─── Quoted passage ───
When all was said and done, it took ASMFC a full year before it agreed to incorporate the best available science into its striped bass management plan.

That seems a bit slow… 

And while the Management Board debated, fishermen continued to kill too many bass, and the stock came ever closer to being overfished.

Of course, once the Management Board accepted the benchmark assessment, it still had to do something to reduce the number of bass being killed.

Amendment 6 to the Interstate Management Plan for Atlantic Striped Bass clearly states that when harvest exceeds target levels for two years in a row, and abundance falls below its target in one of those years, the Management Board “must” adjust management measures to reduce harvest within one year.

ASMFC’s Striped Bass Technical Committee and Plan Development Team put together a proposed set of management measures that would theoretically reduce harvest by 25%.  Such a reduction would provide a mere 50% chance of reducing fishing mortality to the target by the end of 2015.

But even such a plan, that was as likely to fail as succeed, was too much for the Management Board, which chipped away at the proposed harvest cuts and increased the chances of failure.

First, they upped commercial landings.

Instead of requiring commercial fishermen to take a 25% reduction from what they actually caught, the Management Board based the cut on the quota.  Since, coastwide, commercial fishermen don’t land their full quota each year, that change meant that the commercial reduction would be significantly less than 25%.  Addendum IV to Amendment 6 to the Interstate Management Plan for Atlantic Striped Bass described it as

“Option B16.  Takes a 25% reduction from the Amendment 6 quota.  This option does not achieve the proposed 25% reduction from 2013 harvest if all states harvest all of their available quota.  However, this option may achieve some level of reduction from 2013 harvest if the fishery performs similar to previous years.  [emphasis added]”
───
Task set:
a - Transcribe the part of the striped bass text that opens with the words containing "Of course, once" and closes with "end of 2015.".
b - Answer these questions using the striped bass text:
(i) How long did it take ASMFC to agree to incorporate the best available science into its striped bass management plan?
(ii) What chance would the proposed 25% harvest reduction give of reducing fishing mortality to the target by the end of 2015?
(iii) Instead of what commercial fishermen actually caught, what did the Management Board base the commercial cut on?
The data after this point come from a separate source and are unrelated to the striped bass text.
─── Provided material ───
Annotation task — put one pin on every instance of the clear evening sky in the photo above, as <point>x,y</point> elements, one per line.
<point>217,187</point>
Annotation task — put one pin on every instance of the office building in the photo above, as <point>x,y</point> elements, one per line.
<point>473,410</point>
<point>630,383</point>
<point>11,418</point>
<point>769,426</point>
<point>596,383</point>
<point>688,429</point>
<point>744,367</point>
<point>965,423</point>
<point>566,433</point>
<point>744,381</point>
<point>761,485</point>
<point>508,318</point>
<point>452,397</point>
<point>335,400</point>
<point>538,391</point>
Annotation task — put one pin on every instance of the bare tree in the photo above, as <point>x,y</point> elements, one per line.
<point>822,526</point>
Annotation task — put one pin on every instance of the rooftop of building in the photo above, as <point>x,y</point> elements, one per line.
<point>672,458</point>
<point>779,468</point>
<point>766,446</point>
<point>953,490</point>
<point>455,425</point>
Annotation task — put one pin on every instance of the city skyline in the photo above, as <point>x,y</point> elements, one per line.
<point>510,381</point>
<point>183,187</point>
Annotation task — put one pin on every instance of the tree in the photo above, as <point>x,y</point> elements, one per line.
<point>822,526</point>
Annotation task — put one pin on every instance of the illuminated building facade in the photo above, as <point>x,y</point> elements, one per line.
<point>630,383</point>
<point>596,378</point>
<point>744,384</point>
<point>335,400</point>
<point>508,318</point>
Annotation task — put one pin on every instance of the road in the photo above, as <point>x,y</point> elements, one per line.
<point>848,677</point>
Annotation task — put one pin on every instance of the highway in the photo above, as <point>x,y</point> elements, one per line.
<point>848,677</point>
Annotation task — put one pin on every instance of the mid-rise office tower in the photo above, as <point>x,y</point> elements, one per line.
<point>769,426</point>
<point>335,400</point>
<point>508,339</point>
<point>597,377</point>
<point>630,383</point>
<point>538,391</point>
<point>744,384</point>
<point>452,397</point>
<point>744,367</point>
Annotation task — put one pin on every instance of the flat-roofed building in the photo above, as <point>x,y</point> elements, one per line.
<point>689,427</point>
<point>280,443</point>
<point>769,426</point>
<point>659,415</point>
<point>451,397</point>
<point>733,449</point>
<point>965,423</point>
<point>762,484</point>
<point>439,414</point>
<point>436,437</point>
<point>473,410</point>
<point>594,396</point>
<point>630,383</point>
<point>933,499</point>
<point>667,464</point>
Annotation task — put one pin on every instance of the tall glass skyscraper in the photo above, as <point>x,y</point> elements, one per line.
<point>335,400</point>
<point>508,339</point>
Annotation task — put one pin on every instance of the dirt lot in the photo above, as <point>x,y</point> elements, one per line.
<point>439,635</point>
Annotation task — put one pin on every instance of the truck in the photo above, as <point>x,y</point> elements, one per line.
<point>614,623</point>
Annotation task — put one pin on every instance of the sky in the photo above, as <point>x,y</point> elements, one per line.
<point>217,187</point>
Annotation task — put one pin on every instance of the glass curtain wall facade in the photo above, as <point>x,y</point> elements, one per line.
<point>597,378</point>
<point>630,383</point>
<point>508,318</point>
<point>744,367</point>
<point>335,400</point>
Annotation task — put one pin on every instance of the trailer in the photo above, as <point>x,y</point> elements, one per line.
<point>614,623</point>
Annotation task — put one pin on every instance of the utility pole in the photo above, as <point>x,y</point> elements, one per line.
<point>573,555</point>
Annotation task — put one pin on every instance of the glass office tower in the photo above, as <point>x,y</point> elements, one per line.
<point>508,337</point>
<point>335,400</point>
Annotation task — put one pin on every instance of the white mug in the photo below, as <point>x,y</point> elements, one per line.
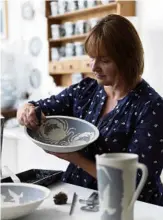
<point>116,177</point>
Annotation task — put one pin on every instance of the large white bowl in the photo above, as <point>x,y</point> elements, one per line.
<point>20,199</point>
<point>63,134</point>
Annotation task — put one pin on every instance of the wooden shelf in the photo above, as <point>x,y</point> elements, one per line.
<point>73,38</point>
<point>69,66</point>
<point>125,8</point>
<point>63,70</point>
<point>85,11</point>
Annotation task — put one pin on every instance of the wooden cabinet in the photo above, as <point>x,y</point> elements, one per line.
<point>62,69</point>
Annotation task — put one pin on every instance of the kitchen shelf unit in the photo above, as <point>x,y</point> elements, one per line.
<point>62,70</point>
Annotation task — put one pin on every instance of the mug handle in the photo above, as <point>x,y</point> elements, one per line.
<point>141,184</point>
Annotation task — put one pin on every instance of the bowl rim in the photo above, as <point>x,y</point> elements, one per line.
<point>97,133</point>
<point>46,191</point>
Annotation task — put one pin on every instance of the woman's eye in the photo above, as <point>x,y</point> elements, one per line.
<point>105,60</point>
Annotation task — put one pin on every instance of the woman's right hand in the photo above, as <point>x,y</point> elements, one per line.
<point>26,116</point>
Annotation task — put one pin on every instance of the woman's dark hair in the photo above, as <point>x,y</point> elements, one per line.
<point>116,37</point>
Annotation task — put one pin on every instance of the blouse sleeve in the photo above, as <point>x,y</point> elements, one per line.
<point>147,142</point>
<point>58,104</point>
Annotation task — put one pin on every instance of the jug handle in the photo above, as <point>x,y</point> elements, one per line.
<point>141,184</point>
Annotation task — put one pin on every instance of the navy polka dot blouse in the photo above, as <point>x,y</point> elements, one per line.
<point>135,125</point>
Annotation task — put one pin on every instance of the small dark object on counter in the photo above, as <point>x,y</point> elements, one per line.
<point>60,198</point>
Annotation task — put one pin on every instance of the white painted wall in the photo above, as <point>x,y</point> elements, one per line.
<point>150,18</point>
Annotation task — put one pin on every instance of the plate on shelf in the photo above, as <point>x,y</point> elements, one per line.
<point>27,10</point>
<point>35,46</point>
<point>35,78</point>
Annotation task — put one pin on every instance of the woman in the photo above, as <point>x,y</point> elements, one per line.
<point>126,110</point>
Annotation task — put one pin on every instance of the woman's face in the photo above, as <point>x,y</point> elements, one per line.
<point>105,70</point>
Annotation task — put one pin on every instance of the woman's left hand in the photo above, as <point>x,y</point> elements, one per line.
<point>73,157</point>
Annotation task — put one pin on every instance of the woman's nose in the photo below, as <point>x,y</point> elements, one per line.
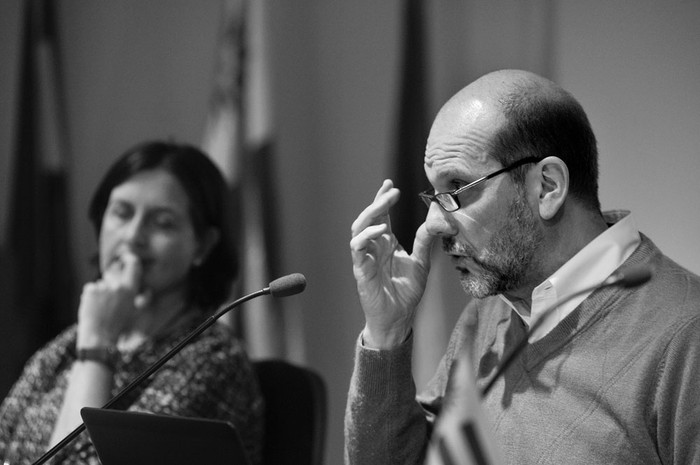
<point>439,222</point>
<point>136,230</point>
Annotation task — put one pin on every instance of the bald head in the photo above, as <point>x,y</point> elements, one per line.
<point>519,114</point>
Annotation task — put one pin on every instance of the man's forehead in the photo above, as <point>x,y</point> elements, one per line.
<point>465,130</point>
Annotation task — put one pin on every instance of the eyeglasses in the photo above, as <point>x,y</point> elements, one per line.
<point>449,200</point>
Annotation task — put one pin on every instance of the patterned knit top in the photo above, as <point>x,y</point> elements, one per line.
<point>211,378</point>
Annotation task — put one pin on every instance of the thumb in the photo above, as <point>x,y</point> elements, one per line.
<point>143,299</point>
<point>423,246</point>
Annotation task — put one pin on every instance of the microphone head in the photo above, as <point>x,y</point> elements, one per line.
<point>288,285</point>
<point>632,277</point>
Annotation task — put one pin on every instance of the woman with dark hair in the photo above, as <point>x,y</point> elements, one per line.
<point>165,263</point>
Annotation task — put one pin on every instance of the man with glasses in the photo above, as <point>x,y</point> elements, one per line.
<point>601,373</point>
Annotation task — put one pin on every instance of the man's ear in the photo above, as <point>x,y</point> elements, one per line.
<point>207,243</point>
<point>553,186</point>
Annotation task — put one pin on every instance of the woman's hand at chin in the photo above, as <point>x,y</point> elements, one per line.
<point>110,305</point>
───
Responses:
a -
Of course, once the Management Board accepted the benchmark assessment, it still had to do something to reduce the number of bass being killed.

Amendment 6 to the Interstate Management Plan for Atlantic Striped Bass clearly states that when harvest exceeds target levels for two years in a row, and abundance falls below its target in one of those years, the Management Board “must” adjust management measures to reduce harvest within one year.

ASMFC’s Striped Bass Technical Committee and Plan Development Team put together a proposed set of management measures that would theoretically reduce harvest by 25%.  Such a reduction would provide a mere 50% chance of reducing fishing mortality to the target by the end of 2015.

b -
(i) A full year.
(ii) A mere 50% chance.
(iii) The quota.